§ Passage given
Chicago stalwarts Eleventh Dream Day have carved out that most perfect niche in the world of indie rock. Having survived a pre-Alternative Nation stint on a major label and with members comfortably working in other musical or vocational arenas, they can calmly reconnect every few years and discharge a torrent of Crazy Horse-like guitar wrangling and pained lyrical bloodlettings with little concern for their commercial prospects.

Now seems a great time for the band to return with their influences (Neil Young, Television) far past their creative primes, their peers in creative hibernation, and the current spate of guitar rock proving far less daring and dangerous. The world needed a rough-hewn reminder of how achingly powerful two guitars pawing and scratching at each other while a rhythm section spars alongside them. Works For Tomorrow does just that.

The linchpin to this new operation is the inclusion of a second guitarist into the fold for the first time in many years. And what a player they chose. British ex-pat James Elkington is one of the most versatile guitarists around, exploring folk playing on his own and, most impressively, in a duo with Nathan Salsburg, as well as backing up folks like Jeff Tweedy and Steve Gunn in the studio and on stage.

He’s the perfect foil for a player as fiery as Eleventh Dream Day singer/guitarist Rick Rizzo. On the album closer “End With Me,” the two wend together and then split apart as they trade solos throughout the song’s nearly five-minute running time. They balance each other on songs like “The People’s History” and opening track “Vanishing Point;” Elkington offers up clear, calm tones where Rizzo lays on a fuzzy layers of rage.

The hottest fire that burns on Tomorrow though is stoked by drummer/vocalist Janet Beveridge-Bean. Her turns on “Vanishing Point” and the convulsing “Snowblind” growl and snap in a way that will come as a small shock to anyone who has heard her otherwise lovely tones on albums by her projects The Horse’s Ha and Freakwater. It’s commanding work that manages to wrest the attention away from the guitar antics of her bandmates. And that’s not an easy task.

Bands like this often feel like each player is pulling in a different direction, with the poor listener stuck in the middle having his or her attention uncomfortably yanked and stretched. Eleventh Dream Day is the rare group that manages to keep those individual elements and ideas alive while still working for the good of the group. Heard on their own, you might not be able to make sense of how the individual parts played by Rizzo, Elkington, Bean, and bassist Doug McCombs would connect. Yet they do. Every time. And the sparks and conflagrations they create are glorious.

§ Actions to take
- A) Decide whether each statement below agrees with the review, giving yes or no and quoting the words of the review that decide it: (i) James Elkington has played in a duo with Nathan Salsburg; (ii) "End With Me" is the opening track of the album; (iii) Doug McCombs is the band's drummer.
- B) Copy out the review exactly, everything from "The hottest fire" down to "an easy task.".

§ Records provided
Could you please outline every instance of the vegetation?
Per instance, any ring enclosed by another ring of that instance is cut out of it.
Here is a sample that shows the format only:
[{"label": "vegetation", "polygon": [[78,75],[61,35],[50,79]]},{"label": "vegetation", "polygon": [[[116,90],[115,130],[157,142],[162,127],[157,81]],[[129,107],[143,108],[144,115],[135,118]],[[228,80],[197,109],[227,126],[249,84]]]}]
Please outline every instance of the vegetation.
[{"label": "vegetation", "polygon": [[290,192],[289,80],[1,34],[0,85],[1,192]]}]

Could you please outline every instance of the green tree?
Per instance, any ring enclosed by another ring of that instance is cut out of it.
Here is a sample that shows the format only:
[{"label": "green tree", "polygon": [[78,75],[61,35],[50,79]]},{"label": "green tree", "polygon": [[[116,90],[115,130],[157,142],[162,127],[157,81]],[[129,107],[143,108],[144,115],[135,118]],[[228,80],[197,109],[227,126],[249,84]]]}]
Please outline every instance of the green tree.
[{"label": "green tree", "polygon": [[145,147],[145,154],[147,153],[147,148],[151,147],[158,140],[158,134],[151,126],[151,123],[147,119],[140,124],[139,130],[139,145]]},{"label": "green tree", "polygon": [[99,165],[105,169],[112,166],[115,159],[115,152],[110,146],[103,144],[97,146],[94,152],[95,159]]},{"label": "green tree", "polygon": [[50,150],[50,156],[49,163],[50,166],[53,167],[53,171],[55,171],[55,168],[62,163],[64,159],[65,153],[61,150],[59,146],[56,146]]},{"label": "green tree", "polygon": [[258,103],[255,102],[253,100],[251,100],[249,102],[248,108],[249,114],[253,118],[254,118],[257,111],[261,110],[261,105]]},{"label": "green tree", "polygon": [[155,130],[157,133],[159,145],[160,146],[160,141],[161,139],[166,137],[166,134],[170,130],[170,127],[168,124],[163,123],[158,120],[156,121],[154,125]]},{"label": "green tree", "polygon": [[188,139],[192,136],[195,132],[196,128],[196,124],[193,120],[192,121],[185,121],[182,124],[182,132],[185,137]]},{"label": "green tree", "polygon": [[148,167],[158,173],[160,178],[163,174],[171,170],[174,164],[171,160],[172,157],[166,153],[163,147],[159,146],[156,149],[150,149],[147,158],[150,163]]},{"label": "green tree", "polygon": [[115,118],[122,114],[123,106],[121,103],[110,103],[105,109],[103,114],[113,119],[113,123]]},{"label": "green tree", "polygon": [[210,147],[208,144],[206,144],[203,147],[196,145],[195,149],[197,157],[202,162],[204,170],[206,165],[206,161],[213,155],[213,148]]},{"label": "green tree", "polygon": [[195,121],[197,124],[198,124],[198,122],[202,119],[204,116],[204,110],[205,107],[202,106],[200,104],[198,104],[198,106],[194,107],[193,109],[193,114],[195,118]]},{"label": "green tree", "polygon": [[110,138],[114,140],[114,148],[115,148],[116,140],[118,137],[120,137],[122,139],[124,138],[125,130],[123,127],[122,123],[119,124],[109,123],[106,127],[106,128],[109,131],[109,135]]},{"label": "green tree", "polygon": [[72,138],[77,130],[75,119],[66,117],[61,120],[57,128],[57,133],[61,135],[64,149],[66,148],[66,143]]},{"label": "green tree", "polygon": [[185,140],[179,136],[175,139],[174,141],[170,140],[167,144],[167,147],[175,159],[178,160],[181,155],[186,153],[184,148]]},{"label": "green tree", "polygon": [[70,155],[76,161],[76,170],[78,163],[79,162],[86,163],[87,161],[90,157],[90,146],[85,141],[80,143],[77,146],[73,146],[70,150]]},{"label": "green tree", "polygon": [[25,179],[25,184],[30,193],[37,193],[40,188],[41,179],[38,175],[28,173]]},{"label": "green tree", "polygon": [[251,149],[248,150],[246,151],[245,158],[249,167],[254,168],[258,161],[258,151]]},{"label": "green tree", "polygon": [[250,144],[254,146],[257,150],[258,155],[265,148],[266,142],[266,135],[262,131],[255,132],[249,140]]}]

§ Correct answers
- A)
(i) Yes: "in a duo with Nathan Salsburg"
(ii) No: "the album closer"
(iii) No: "bassist Doug McCombs"

- B)
The hottest fire that burns on Tomorrow though is stoked by drummer/vocalist Janet Beveridge-Bean. Her turns on “Vanishing Point” and the convulsing “Snowblind” growl and snap in a way that will come as a small shock to anyone who has heard her otherwise lovely tones on albums by her projects The Horse’s Ha and Freakwater. It’s commanding work that manages to wrest the attention away from the guitar antics of her bandmates. And that’s not an easy task.